(Dataset rows for pointing at objects)
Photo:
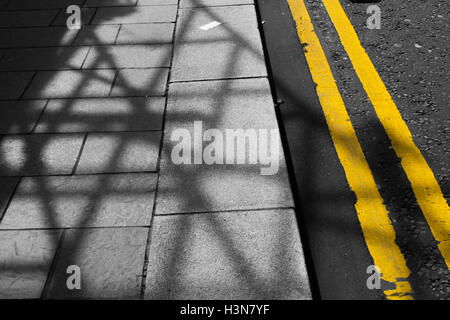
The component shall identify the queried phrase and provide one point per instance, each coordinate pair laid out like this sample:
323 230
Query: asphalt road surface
366 124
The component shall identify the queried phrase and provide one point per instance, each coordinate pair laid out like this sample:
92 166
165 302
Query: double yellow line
373 216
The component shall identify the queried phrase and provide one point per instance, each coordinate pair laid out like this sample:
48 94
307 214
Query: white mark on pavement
210 25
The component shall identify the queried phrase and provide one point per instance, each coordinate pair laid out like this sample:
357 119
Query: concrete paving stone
20 116
118 200
110 261
36 37
97 35
124 15
151 33
13 84
71 84
120 152
137 56
109 3
157 2
25 260
43 59
141 82
39 18
232 49
86 16
41 4
226 104
109 114
212 3
7 186
233 255
27 155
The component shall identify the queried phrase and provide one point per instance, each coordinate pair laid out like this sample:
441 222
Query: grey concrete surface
212 3
151 33
232 255
71 84
7 187
13 84
140 82
20 116
38 18
124 15
19 251
110 262
229 50
29 155
36 37
120 152
97 35
136 56
225 104
44 59
104 114
117 200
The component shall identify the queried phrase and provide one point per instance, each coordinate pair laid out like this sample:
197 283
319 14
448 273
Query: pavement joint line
85 57
116 75
158 164
40 117
77 174
2 214
53 264
27 86
423 182
54 18
75 166
117 35
73 69
373 216
218 79
222 211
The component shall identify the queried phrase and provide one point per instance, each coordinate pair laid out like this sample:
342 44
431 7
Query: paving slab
230 50
141 82
212 3
7 186
41 4
226 104
82 201
97 35
71 84
43 59
109 3
157 2
233 255
27 155
36 37
124 15
149 33
38 18
110 261
25 260
20 116
86 16
129 56
120 152
13 84
104 114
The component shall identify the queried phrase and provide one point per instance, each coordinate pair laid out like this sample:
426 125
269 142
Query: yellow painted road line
373 216
426 189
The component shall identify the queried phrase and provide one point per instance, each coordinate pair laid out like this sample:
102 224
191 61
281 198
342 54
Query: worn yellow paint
373 216
426 189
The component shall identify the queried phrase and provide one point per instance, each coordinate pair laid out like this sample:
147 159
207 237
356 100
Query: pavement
88 182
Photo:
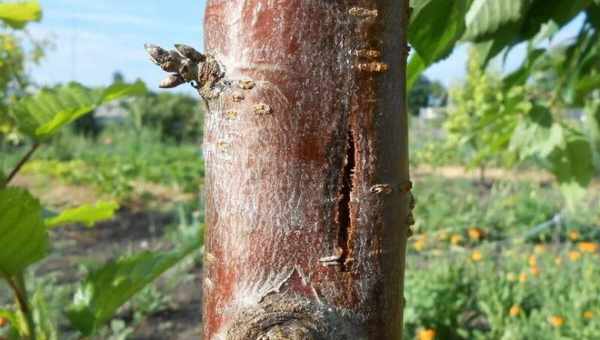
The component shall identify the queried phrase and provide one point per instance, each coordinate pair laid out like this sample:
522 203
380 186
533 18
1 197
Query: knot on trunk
186 65
280 317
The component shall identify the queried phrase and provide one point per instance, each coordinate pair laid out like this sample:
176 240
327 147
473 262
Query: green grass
118 159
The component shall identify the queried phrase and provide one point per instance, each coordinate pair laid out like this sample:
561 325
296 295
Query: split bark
307 183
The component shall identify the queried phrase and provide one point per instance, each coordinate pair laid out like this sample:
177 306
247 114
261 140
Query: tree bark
307 183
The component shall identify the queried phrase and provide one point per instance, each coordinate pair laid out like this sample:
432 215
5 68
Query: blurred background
504 156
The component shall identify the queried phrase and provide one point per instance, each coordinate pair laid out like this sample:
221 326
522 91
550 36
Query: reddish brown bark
307 184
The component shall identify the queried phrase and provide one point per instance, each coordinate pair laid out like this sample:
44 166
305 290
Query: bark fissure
305 143
344 218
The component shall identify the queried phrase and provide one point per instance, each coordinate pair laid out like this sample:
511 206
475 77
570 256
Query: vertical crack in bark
344 218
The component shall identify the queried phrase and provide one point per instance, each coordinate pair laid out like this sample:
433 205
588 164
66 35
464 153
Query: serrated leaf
436 26
521 75
87 214
573 167
42 115
486 18
23 236
18 14
534 16
537 135
105 290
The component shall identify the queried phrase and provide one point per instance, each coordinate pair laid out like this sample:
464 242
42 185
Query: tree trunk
307 185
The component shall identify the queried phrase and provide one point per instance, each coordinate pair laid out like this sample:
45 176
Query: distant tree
178 117
426 93
118 77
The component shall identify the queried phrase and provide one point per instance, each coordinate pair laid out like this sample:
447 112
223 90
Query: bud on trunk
307 183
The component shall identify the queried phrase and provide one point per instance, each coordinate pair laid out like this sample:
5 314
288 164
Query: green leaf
86 214
415 68
23 236
105 290
573 167
122 90
18 14
45 325
521 75
537 135
486 18
436 26
42 115
18 326
507 28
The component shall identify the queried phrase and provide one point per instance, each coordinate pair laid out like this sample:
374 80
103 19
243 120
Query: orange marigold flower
522 277
556 320
574 255
539 249
475 234
456 239
511 277
532 261
514 311
476 256
420 244
426 334
558 260
588 247
574 235
443 235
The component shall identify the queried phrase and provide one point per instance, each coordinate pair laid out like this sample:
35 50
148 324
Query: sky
93 39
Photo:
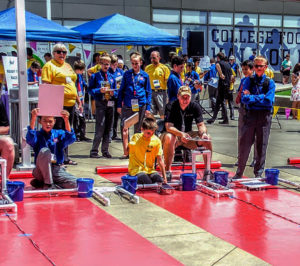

## Written exercise
Count the lines in the records above that contain the word "leaf", with case counting. Reply with the number only.

## Solution
2